◆ Задания к упражнению
a) Определите, согласуются ли с приведенным ниже текстом о взглядах И.А.Ильина на русскую литературу утверждения (i), (ii) и (iii). Для каждого ответьте «да» или «нет» и приведите точную цитату, которая это решает.
(i) Русской литературе грозила опасность стать тенденциозной именно из-за ее стремления к объективной правде.
(ii) Душу русской художественной интеллигенции исказили три западных влияния.
(iii) Черный угол души, по словам Ильина, есть лишь у немногих людей.
b) Продолжите приведенный ниже текст о взглядах И.А.Ильина на русскую литературу, начав сразу после его последнего предложения.

◆ Исходный текст
◇ ◇ ◇
По мнению И.А.Ильина, русская литература, именно в силу устремления к объективной безыскусной правде, подвергалась опасности стать искусством тенденциозным; выродиться в моральную, политическую или социальную проповедь, потерять свою духовную независимость, исказить свой творческий акт, превратить свои создания в орудия чуждых искусству, посторонних ему целей; или еще хуже, в орудие модных течений или сатанинских наветов. И наша литература не сумела уберечь себя от этих опасностей, которые усугубили два западных влияния, исказивших душу русской художественной интеллигенции в первой половине XIX века – нигилистическую улыбку Вольтера и богоборческую позу Байрона. С указанного времени русские писатели переняли способность идеализировать черный угол своей души. «Такой черный угол есть почти у каждого человека, – пояснял Ильин, – это угол духовно осужденного и отвергнутого, но не сдавшегося и не подчинившегося, а, напротив, с вызовом самоутверждающегося инстинкта, желающего вопреки всему провести и оправдать свои жизненные вожделения. В этом углу заводятся: ироническое отношение ко всему духовному и божественному: тяга к кощунству, безверие, безбожие, злоба, зависть, уныние, отчаяние, пессимизм, материализм – словом, все то, что питает в душе революционность и безбожие. Начиная с Пушкина, наши поэты не устают жаловаться на припадки от этого злого духа»[7] .
◇ ◇ ◇
◆ Материал для работы
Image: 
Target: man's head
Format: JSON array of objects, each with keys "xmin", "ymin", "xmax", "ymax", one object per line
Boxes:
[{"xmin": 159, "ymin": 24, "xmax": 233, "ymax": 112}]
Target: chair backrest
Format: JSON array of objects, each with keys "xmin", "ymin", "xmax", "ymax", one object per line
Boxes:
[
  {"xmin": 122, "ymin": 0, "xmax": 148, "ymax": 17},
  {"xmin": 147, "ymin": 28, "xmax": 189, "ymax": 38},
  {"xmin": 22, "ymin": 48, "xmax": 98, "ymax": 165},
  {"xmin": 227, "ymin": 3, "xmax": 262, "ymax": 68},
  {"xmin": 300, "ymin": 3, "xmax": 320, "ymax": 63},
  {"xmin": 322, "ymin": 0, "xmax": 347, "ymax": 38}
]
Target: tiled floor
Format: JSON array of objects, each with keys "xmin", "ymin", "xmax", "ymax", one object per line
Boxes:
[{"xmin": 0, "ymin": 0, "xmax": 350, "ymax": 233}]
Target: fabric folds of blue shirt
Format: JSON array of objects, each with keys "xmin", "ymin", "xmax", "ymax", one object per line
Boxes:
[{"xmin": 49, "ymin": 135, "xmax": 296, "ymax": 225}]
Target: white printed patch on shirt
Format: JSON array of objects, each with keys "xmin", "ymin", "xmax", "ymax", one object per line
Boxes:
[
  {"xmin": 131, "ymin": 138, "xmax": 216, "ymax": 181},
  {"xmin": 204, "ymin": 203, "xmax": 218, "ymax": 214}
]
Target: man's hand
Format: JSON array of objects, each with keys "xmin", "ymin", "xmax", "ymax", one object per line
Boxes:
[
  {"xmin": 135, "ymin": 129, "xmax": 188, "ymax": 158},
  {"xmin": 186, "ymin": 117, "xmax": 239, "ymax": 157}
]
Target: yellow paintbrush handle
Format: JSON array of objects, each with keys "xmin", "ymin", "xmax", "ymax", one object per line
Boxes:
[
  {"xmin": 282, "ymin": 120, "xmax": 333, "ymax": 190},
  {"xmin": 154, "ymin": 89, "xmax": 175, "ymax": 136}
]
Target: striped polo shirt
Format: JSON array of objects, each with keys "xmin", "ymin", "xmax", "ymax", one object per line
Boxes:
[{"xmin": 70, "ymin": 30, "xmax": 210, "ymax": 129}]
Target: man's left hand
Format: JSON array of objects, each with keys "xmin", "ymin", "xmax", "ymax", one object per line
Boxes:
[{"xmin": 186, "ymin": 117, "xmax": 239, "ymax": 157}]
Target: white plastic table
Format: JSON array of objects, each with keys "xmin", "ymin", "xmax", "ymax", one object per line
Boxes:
◇ ◇ ◇
◆ Ответы по заданиям
a)
(i) Да: «именно в силу устремления к объективной безыскусной правде, подвергалась опасности стать искусством тенденциозным».
(ii) Нет: «два западных влияния, исказивших душу русской художественной интеллигенции».
(iii) Нет: «Такой черный угол есть почти у каждого человека».

b)
Анализируя отечественную литературу от Лермонтова и Тургенева до Чехова и Горького в статье «Лишние люди и герои нашего времени», князь С.Н.Трубецкой также выявлял два признака хронического духовного нездоровья в области литературного творчества: уныние психологии «лишнего человека», с одной стороны, и увлечение сверхчеловеческо-демоническим героизмом – с другой. Культ лишнего человека, зародившийся в прошлом веке, достиг своего высшего развития у писателей начала нынешнего столетия. «Тургенев впервые отметил появление лишнего человека, – напоминал Трубецкой, – Достоевский показал, какое пакостное, дрянное и вредное маленькое животное может жить иногда в такого рода субъектах, как безмерно их самолюбие, как растет их жестокий чудовищный эгоизм (Записки из подполья). Но ведь не одну эту мразь они видели на свете: теперь же из лишних человеков выросло целое лишнее человечество. Прежде они были из благородных; теперь они растлили собою «третий элемент», растлевают мещанство, пробираются в крестьянскую среду.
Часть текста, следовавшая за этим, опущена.